WHAT TO PRODUCE:
Please pick out each line in the material below that contains the word "shirt", and copy those lines out in full.

DATA:
----

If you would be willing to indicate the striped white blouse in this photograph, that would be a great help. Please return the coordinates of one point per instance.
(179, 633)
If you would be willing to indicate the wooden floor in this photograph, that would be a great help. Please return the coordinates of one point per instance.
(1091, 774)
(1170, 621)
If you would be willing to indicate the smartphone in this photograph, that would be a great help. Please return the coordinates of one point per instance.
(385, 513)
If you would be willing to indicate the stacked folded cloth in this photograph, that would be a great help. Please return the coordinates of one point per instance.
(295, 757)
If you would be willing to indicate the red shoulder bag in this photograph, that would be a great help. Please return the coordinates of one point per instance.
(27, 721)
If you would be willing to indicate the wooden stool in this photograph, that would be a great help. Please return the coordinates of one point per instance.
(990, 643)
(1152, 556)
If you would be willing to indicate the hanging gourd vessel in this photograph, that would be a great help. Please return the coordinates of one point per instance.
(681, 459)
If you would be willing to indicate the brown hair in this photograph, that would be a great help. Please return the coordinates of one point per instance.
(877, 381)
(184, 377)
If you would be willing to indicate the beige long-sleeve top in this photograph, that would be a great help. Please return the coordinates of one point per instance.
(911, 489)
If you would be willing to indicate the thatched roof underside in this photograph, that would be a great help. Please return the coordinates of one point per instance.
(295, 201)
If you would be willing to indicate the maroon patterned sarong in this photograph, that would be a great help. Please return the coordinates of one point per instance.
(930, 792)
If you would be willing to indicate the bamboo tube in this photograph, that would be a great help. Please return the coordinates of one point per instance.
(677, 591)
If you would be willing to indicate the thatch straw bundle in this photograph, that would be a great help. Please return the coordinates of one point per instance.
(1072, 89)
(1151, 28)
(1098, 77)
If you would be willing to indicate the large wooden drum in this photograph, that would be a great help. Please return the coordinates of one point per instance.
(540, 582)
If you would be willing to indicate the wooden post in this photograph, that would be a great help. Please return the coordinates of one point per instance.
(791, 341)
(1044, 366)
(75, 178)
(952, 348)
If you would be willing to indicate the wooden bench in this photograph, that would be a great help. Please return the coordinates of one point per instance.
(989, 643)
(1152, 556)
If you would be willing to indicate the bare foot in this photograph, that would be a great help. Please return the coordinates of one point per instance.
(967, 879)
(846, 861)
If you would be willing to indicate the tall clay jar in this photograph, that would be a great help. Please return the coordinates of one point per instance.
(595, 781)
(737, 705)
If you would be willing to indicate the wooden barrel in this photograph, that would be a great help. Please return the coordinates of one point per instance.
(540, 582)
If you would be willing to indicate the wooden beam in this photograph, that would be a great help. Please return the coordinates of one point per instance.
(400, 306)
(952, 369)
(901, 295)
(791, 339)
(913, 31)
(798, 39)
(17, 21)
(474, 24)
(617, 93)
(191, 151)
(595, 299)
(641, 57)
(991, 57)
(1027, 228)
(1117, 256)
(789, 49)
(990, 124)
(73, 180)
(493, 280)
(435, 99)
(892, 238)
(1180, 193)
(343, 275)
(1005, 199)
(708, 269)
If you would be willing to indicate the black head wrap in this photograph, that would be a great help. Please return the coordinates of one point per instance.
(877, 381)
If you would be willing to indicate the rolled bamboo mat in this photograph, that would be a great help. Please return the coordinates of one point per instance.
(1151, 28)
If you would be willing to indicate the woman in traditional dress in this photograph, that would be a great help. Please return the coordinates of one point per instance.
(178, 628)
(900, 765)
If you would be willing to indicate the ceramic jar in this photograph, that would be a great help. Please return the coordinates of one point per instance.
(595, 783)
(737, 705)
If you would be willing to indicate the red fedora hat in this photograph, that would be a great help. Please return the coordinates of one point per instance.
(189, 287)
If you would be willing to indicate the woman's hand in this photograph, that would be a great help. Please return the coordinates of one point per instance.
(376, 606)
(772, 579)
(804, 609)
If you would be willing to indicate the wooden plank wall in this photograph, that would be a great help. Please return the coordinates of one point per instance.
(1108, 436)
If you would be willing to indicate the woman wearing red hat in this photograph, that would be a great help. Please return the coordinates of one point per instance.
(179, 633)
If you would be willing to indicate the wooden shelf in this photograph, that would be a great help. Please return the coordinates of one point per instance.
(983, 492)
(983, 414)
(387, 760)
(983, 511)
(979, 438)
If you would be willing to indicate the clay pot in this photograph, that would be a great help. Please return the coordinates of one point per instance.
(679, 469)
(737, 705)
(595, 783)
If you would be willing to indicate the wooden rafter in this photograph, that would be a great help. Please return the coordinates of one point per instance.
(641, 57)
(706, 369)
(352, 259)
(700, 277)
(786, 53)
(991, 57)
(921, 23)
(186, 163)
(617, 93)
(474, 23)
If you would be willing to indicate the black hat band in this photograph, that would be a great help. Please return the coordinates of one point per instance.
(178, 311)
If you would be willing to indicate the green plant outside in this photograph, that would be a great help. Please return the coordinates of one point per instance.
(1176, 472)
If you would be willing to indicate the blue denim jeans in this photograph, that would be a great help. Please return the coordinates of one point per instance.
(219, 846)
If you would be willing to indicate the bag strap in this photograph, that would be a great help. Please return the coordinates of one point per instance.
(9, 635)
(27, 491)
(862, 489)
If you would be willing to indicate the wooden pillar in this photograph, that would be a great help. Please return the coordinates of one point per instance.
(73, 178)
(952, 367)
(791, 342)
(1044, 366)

----

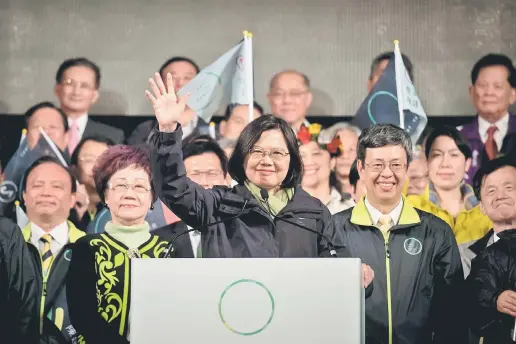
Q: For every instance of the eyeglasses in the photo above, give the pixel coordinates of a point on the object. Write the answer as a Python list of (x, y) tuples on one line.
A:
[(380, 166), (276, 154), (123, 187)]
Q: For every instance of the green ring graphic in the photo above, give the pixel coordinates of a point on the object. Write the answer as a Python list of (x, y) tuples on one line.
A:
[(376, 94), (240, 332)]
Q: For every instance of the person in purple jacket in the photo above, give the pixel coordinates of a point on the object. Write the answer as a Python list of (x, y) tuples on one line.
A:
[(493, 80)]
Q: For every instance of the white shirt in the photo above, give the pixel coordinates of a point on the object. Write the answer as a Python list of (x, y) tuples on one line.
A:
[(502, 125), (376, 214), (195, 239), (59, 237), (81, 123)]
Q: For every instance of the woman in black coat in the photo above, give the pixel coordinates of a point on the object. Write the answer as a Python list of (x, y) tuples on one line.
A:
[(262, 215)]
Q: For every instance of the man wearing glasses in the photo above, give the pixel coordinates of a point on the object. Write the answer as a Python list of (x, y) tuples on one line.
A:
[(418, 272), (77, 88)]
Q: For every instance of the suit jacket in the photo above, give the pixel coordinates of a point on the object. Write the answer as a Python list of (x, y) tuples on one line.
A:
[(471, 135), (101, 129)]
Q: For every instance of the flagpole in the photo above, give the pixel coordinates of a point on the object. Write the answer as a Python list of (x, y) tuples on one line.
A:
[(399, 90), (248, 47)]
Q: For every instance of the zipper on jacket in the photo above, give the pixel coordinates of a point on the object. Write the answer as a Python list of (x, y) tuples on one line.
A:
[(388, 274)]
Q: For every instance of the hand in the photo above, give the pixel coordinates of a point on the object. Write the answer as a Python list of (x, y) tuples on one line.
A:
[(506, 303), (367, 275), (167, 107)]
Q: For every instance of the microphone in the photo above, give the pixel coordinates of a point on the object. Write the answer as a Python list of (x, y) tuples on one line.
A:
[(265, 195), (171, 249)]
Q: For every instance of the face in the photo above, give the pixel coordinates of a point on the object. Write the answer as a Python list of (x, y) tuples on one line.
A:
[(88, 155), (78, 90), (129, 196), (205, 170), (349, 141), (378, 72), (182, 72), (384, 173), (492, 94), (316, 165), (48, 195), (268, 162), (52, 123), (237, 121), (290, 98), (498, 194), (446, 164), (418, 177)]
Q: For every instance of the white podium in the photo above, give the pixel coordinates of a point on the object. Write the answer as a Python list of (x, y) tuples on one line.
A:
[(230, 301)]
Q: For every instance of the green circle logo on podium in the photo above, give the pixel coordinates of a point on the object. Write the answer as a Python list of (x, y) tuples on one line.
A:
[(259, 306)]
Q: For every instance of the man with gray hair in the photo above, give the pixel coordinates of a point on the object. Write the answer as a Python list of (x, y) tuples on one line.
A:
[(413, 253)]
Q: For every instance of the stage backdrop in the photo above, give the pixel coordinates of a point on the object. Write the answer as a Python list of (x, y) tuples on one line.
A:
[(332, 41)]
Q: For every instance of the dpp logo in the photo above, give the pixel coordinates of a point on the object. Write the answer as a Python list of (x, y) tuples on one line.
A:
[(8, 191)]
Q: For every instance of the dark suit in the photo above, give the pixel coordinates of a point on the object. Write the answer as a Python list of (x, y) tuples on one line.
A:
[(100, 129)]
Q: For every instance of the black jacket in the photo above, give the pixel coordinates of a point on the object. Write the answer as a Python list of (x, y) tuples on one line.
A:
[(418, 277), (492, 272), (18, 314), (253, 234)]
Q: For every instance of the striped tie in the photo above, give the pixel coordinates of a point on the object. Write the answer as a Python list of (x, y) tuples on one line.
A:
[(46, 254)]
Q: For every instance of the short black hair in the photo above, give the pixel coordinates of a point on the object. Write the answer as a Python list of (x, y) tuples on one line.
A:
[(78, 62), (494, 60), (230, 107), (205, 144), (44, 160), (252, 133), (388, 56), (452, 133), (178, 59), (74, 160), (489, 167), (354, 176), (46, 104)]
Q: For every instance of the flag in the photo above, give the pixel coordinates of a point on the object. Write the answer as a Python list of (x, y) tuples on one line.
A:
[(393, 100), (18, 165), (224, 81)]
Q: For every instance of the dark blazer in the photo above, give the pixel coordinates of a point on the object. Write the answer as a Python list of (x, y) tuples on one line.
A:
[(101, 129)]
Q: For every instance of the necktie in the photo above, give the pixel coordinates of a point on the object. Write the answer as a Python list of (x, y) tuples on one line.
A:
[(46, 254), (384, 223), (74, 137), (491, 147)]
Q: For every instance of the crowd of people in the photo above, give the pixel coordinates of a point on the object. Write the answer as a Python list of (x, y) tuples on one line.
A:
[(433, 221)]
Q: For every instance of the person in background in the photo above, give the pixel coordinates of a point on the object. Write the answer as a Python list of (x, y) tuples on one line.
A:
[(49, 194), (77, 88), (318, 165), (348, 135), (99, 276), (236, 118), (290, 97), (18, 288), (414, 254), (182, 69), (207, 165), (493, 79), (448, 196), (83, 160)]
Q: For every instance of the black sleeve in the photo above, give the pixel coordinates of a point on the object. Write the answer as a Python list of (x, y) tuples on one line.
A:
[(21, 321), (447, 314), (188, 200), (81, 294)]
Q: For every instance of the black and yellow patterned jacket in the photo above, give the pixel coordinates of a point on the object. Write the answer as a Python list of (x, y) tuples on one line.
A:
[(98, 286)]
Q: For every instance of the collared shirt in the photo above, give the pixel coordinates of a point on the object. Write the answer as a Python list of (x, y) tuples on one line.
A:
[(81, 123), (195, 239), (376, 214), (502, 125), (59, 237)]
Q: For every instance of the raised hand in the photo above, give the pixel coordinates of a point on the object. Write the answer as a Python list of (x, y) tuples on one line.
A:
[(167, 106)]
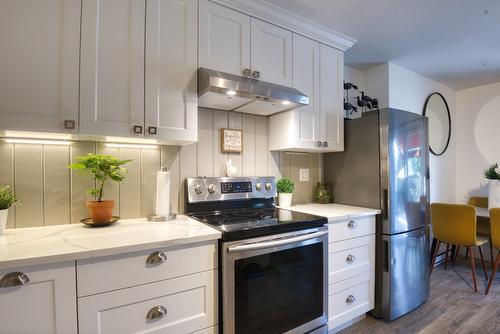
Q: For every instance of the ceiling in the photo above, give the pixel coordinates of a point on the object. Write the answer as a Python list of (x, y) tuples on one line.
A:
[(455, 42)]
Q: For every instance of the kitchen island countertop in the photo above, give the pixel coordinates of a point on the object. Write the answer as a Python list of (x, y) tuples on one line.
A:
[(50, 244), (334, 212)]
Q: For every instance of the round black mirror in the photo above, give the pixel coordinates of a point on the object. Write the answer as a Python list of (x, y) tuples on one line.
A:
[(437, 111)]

----

RESPONSE BELOW:
Q: For every instance of the white shirt in the photo above, give the pixel coordinates of a point on the object. Write the answer as a Python list of (x, y) tuples on one line.
Q: For every instance of the collared shirt in the photo above, give the pixel coordinates of a point on the object. Write the answer as a Python list of (x, y) tuples on one line.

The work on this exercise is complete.